═════ Entries provided

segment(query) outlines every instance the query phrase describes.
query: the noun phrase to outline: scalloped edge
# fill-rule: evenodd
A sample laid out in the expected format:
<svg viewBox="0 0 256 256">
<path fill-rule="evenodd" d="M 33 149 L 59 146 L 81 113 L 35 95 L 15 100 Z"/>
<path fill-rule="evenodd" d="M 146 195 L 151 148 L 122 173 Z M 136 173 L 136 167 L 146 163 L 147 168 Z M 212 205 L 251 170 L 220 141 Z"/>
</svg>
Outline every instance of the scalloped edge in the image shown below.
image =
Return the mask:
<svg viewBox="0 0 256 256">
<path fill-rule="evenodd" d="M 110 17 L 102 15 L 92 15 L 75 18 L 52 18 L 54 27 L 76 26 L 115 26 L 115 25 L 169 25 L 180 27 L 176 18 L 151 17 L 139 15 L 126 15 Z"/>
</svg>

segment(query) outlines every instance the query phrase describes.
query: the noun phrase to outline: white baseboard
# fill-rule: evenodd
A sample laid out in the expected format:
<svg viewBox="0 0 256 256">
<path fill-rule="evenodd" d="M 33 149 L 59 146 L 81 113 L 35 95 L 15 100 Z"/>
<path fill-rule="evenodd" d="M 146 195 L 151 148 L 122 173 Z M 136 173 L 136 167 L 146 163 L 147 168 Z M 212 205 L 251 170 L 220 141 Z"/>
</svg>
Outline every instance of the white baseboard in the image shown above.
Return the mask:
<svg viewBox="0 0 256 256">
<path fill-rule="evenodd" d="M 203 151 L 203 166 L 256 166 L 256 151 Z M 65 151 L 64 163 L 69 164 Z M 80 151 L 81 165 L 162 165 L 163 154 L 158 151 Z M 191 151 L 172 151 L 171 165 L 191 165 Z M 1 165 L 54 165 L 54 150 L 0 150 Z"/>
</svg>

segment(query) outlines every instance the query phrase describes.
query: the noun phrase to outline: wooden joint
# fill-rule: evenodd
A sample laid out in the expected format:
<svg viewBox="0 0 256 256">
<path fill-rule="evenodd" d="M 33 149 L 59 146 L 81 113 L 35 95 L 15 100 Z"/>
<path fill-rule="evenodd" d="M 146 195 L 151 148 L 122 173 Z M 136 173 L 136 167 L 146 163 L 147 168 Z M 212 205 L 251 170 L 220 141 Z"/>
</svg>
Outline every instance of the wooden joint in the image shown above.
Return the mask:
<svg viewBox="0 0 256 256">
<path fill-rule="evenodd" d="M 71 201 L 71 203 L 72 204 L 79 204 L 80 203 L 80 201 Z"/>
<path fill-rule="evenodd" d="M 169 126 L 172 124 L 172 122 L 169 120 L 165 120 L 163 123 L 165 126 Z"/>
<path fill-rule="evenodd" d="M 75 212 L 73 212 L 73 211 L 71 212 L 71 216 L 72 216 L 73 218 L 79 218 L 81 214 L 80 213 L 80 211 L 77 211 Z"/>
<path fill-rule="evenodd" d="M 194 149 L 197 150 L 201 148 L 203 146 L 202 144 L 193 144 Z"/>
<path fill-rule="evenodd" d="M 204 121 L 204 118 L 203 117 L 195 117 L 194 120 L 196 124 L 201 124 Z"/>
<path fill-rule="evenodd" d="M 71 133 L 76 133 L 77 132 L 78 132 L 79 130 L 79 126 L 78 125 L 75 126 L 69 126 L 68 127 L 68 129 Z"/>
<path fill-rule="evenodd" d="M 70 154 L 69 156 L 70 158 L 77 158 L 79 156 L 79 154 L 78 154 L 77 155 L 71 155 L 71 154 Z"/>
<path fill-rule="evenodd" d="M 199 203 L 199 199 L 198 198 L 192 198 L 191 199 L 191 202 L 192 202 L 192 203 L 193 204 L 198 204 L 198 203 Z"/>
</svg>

══════════

Given task: Write out the entries above word for word.

Finished exercise:
segment(query) outlines every instance the query phrase describes.
query: the noun phrase to outline: scalloped edge
# fill-rule: evenodd
A sample laid out in the expected format:
<svg viewBox="0 0 256 256">
<path fill-rule="evenodd" d="M 33 149 L 59 146 L 81 113 L 35 95 L 15 100 Z"/>
<path fill-rule="evenodd" d="M 146 195 L 151 148 L 122 173 Z M 136 173 L 136 167 L 146 163 L 147 168 Z M 212 205 L 251 170 L 220 141 Z"/>
</svg>
Outline every instance of the scalloped edge in the image shown below.
image =
Return the mask:
<svg viewBox="0 0 256 256">
<path fill-rule="evenodd" d="M 110 17 L 102 15 L 92 15 L 75 18 L 52 18 L 54 27 L 76 26 L 115 26 L 115 25 L 169 25 L 180 27 L 176 18 L 151 17 L 139 15 L 126 15 Z"/>
</svg>

segment(query) outlines every instance the query phrase describes.
query: the noun phrase to outline: white baseboard
# fill-rule: evenodd
A sample laid out in the expected format:
<svg viewBox="0 0 256 256">
<path fill-rule="evenodd" d="M 33 149 L 59 146 L 81 113 L 35 95 L 15 100 Z"/>
<path fill-rule="evenodd" d="M 146 195 L 151 148 L 122 173 Z M 136 173 L 136 167 L 146 163 L 147 168 Z M 212 205 L 251 170 L 220 141 Z"/>
</svg>
Outline every instance of the white baseboard in the image shown above.
Return the mask:
<svg viewBox="0 0 256 256">
<path fill-rule="evenodd" d="M 203 151 L 203 166 L 256 166 L 256 151 Z M 65 151 L 64 163 L 69 164 Z M 80 151 L 81 165 L 162 165 L 163 154 L 158 151 Z M 191 151 L 172 151 L 171 165 L 191 165 Z M 1 165 L 54 165 L 54 150 L 0 150 Z"/>
</svg>

segment(query) outlines every instance the query phrase describes.
query: the noun phrase to outline: wooden joint
# fill-rule: evenodd
A sample laid out in the expected format:
<svg viewBox="0 0 256 256">
<path fill-rule="evenodd" d="M 33 149 L 59 146 L 81 113 L 35 95 L 15 100 Z"/>
<path fill-rule="evenodd" d="M 146 195 L 151 148 L 122 173 Z M 136 173 L 136 167 L 146 163 L 147 168 Z M 212 205 L 251 170 L 220 141 Z"/>
</svg>
Outline every instance of the wooden joint in the image shown above.
Return the mask:
<svg viewBox="0 0 256 256">
<path fill-rule="evenodd" d="M 71 201 L 71 203 L 72 204 L 79 204 L 80 203 L 80 201 Z"/>
<path fill-rule="evenodd" d="M 169 126 L 172 124 L 172 122 L 169 120 L 165 120 L 163 123 L 165 126 Z"/>
<path fill-rule="evenodd" d="M 75 212 L 73 212 L 73 211 L 71 212 L 71 216 L 72 216 L 73 218 L 79 218 L 81 214 L 80 213 L 80 211 L 77 211 Z"/>
<path fill-rule="evenodd" d="M 194 149 L 197 150 L 201 148 L 203 146 L 202 144 L 193 144 Z"/>
<path fill-rule="evenodd" d="M 204 121 L 204 118 L 203 117 L 195 117 L 194 120 L 196 124 L 201 124 Z"/>
<path fill-rule="evenodd" d="M 71 133 L 76 133 L 77 132 L 78 132 L 79 130 L 79 126 L 78 125 L 75 126 L 69 126 L 68 127 L 68 129 Z"/>
<path fill-rule="evenodd" d="M 70 154 L 69 156 L 70 158 L 77 158 L 79 156 L 79 154 L 78 154 L 77 155 L 71 155 L 71 154 Z"/>
<path fill-rule="evenodd" d="M 199 203 L 199 199 L 198 198 L 192 198 L 191 199 L 191 202 L 192 202 L 192 203 L 193 204 L 198 204 L 198 203 Z"/>
</svg>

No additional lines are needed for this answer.